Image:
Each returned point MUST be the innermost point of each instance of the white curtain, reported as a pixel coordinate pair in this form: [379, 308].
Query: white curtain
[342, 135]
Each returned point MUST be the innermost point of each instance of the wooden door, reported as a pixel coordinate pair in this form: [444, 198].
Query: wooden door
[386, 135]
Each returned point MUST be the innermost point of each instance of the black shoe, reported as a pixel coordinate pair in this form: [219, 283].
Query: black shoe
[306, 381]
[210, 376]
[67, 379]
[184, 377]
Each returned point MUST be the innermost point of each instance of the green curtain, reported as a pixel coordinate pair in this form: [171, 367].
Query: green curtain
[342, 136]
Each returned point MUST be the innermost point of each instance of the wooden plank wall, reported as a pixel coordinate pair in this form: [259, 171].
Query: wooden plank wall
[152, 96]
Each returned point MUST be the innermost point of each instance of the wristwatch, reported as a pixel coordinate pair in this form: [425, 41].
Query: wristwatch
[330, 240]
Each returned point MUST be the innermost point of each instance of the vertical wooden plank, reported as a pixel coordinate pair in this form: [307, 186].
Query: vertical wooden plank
══════════
**Your task:** Write out all the items above again, with "innermost point" swapped for "central point" wherever it occurs and nothing else changed.

**Reply:**
Image:
Each returned point MUST be the central point of each instance of the white curtain, reported as a pixel coordinate pair in this form: [379, 308].
Query: white curtain
[342, 135]
Each returned point MUST be the central point of each instance of the wooden door, reported as a pixel coordinate pair in this form: [444, 198].
Query: wooden door
[386, 135]
Each returned point MUST be the central point of each instance of the black shoe, reported as a pixel coordinate pair in this form: [219, 283].
Query: black shoe
[306, 381]
[210, 376]
[67, 379]
[184, 377]
Each returned point MUST be the central point of each instance of the green curtain, reported as a pixel coordinate pair in this form: [171, 367].
Query: green curtain
[342, 136]
Each returned point MUST be the central point of each instance of the wooden plank wall, reported as a pixel coordinate pair in this form: [259, 171].
Query: wooden plank wall
[152, 96]
Each returned point MUST be the central point of each instance of the wristwatch, reported as a pixel coordinate pair in this form: [425, 41].
Query: wristwatch
[330, 240]
Each returned point MUST be the central point of each instance of the vertical wooden plank, reported as a pixel coordinate pair in this form: [307, 186].
Query: vertical wooden plank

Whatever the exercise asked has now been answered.